» **TEXTE PROPOSÉ**
En fait, l’Église catholique ressemble de plus en plus à un énorme et puissant ordinateur qui souffre d’une infection virale généralisée depuis trop longtemps.

Aujourd’hui, la seule façon de régler la chose est de formater le disque dur et de tout réinstaller en prenant évidemment soin de remettre à jour les logiciels. Il faudra bien plus qu’un simple sommet sur les abus sexuels pour redonner un peu de dignité à cette institution où l’hypocrisie, les cachotteries et la délinquance sexuelle semblent banalisées depuis trop longtemps. Entre organiser un sommet sur les abus sexuels et régler les abus sexuels au sommet, le chemin sera très long avant de déloger la crasse incrustée dans ses murailles. Ce n’est pas compliqué : moi, le simple fait de voir tous ces hommes d’un certain âge, incluant certainement des coupables et des complices, réunis dans un amphithéâtre pour parler de pardon me donne la nausée.

» **EXERCICES**
a – Dans le texte sur l'Église catholique, à quoi l'Église est-elle comparée ?
b – Reproduisez à l'identique le passage du texte sur l'Église catholique qui commence aux mots « En fait, l’Église » et s'arrête après « généralisée depuis trop longtemps. ».
c – Poursuivez le texte sur l'Église catholique après sa dernière phrase.
Les entrées forment un matériau à part, indépendant du texte sur l'Église catholique.

» **ENTRÉES DE DONNÉES**
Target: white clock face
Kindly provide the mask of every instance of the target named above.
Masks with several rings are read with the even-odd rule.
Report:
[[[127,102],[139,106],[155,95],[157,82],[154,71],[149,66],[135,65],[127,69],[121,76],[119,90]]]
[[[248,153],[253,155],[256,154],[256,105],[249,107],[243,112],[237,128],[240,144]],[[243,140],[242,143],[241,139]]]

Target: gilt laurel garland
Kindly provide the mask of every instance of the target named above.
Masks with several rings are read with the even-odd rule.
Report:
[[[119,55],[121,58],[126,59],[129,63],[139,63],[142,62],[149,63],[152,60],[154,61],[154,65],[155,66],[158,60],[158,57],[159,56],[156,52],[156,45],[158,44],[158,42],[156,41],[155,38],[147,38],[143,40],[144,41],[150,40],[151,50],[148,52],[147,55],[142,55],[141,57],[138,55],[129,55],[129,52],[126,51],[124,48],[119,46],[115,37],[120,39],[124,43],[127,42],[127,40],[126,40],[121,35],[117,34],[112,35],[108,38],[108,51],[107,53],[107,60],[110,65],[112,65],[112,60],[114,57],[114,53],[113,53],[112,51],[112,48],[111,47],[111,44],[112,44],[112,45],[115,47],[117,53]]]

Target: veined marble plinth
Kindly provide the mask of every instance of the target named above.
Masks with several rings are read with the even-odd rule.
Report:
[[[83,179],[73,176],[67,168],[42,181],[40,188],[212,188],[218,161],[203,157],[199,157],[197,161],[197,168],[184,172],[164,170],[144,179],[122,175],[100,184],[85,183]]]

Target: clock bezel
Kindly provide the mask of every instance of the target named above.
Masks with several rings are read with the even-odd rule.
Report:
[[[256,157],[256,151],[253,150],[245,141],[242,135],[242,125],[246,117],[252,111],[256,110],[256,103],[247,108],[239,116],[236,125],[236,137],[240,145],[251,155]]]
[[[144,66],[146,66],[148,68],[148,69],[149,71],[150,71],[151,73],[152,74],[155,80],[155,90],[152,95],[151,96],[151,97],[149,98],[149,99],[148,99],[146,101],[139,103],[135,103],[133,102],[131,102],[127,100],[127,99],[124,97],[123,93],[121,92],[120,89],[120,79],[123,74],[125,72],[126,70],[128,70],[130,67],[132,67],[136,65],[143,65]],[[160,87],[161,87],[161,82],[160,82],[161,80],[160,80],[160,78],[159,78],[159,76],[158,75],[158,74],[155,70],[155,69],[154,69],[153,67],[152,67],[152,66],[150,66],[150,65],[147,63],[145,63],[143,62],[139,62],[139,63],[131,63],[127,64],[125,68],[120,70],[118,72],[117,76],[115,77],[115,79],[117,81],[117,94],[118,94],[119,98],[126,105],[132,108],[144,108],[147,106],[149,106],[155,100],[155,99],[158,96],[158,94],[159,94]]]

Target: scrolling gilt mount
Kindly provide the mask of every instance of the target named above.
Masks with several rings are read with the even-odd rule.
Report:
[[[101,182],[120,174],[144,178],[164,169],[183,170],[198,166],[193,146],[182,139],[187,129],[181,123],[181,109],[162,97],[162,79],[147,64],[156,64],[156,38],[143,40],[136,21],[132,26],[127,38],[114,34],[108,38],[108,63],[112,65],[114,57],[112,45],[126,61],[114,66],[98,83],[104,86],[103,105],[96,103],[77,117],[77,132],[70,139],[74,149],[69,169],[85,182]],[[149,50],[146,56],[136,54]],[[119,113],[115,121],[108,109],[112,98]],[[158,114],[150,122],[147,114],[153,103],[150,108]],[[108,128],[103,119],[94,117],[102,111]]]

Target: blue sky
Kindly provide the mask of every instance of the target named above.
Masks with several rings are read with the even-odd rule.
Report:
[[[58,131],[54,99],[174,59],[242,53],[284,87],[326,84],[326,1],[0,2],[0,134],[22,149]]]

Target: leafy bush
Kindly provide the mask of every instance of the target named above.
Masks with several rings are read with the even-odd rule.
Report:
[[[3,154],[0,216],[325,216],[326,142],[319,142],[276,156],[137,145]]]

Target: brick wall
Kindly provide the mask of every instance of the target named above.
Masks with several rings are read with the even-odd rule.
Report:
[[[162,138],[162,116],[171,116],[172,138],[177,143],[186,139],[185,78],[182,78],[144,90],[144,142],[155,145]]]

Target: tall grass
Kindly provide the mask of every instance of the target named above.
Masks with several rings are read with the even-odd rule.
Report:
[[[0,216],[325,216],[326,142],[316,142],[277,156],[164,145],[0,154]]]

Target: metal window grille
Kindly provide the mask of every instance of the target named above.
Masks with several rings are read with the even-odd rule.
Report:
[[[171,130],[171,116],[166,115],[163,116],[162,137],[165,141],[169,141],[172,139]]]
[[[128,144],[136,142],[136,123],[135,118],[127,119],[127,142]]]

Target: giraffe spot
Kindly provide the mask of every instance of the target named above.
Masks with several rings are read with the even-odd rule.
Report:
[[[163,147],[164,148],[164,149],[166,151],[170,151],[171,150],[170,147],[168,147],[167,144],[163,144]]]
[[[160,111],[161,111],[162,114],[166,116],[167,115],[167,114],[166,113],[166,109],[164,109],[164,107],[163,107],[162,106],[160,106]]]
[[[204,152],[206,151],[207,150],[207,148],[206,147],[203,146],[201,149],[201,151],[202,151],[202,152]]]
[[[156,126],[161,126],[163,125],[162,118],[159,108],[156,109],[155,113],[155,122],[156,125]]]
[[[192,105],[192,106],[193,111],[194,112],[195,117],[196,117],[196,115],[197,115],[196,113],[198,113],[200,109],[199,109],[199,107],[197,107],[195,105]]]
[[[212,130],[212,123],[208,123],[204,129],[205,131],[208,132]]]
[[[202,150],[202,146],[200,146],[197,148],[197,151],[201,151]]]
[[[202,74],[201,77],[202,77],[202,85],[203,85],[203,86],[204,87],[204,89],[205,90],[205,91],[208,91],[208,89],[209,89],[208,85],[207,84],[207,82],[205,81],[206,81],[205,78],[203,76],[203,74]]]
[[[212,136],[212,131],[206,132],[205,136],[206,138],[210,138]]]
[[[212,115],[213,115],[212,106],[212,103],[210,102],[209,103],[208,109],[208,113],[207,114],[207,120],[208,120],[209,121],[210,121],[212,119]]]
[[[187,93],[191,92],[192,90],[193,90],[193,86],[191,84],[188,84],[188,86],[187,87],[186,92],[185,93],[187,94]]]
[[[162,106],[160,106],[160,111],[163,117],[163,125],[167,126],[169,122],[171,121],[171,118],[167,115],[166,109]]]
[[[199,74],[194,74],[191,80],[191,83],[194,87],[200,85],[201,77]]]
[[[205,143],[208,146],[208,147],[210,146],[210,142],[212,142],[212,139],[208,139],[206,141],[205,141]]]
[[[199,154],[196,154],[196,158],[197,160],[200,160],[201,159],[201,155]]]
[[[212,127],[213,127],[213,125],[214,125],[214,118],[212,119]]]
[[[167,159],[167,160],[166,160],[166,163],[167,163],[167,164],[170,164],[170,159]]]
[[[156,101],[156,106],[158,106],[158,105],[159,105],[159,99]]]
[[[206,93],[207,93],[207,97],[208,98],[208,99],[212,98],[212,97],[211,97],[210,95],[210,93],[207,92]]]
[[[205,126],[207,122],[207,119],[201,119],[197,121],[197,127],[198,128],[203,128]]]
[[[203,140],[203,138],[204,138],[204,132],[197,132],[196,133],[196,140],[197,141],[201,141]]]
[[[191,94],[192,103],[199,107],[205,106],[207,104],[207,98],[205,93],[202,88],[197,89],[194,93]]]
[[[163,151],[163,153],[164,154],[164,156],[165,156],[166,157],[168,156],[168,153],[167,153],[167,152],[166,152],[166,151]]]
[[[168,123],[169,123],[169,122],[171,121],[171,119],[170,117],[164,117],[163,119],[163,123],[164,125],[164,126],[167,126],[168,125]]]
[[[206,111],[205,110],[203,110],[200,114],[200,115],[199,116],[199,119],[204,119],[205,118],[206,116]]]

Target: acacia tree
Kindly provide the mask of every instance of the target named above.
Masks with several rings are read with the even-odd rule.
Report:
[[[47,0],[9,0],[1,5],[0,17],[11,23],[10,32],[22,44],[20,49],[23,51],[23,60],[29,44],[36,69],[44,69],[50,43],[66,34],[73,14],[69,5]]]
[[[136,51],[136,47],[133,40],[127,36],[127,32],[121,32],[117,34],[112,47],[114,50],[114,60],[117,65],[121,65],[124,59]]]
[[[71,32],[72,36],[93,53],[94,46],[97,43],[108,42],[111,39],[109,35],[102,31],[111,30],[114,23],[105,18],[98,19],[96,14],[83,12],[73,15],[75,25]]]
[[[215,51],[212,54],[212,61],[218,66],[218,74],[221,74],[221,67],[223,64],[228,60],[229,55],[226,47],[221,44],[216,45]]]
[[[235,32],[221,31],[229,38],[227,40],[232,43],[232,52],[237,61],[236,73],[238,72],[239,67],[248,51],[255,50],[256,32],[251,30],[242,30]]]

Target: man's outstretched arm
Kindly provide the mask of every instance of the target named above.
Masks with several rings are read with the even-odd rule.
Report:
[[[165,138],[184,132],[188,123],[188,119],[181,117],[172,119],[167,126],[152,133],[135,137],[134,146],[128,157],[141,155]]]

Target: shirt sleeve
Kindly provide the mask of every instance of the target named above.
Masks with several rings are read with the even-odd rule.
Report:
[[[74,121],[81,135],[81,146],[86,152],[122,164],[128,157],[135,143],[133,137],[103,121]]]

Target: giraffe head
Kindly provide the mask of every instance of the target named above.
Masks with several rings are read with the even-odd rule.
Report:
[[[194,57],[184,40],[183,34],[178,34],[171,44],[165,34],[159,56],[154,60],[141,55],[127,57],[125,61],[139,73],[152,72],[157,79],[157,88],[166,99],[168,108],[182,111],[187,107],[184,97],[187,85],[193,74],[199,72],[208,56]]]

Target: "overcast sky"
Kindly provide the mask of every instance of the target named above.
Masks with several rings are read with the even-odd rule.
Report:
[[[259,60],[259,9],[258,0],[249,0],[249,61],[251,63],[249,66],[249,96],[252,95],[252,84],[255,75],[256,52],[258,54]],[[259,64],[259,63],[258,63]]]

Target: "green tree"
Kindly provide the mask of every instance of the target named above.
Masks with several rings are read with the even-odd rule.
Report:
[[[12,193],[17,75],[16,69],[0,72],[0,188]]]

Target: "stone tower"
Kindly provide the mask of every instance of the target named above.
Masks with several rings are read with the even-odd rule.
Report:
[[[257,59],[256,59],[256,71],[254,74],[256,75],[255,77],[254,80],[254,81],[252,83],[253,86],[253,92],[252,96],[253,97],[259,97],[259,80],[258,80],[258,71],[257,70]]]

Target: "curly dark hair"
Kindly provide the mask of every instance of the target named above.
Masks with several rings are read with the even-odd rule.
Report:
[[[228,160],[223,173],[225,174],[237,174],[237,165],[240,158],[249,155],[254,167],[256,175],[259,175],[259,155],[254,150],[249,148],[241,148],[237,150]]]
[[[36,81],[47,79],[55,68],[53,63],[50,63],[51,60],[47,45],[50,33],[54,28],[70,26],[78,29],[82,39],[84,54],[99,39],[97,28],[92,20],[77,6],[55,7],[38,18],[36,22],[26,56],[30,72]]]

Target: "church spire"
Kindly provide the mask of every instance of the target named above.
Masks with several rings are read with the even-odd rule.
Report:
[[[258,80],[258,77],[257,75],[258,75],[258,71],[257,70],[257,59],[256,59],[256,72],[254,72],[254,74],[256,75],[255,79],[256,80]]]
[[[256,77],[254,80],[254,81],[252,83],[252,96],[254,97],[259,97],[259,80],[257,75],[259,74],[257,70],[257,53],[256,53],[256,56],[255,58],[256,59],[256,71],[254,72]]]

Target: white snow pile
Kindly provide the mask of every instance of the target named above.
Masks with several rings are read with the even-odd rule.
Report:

» **RÉPONSES AUX EXERCICES**
a – À un énorme et puissant ordinateur qui souffre d'une infection virale généralisée depuis trop longtemps.

b –
En fait, l’Église catholique ressemble de plus en plus à un énorme et puissant ordinateur qui souffre d’une infection virale généralisée depuis trop longtemps.

c –
Oui, je sais qu’il y a beaucoup de gens irréprochables qui ont adopté la prêtrise pour les bonnes raisons. Mais force est d’admettre qu’ils payeront pour l’irresponsabilité des délinquants et des détraqués sexuels qui ont choisi stratégiquement de se draper dans une fausse pureté pour mieux assouvir leur attirance pour les enfants à l’abri des regards. Je dois d’ailleurs préciser ici que je trace clairement une ligne entre ces pédophiles et les homosexuels dans l’Église catholique qui n’ont rien de criminel à se reprocher.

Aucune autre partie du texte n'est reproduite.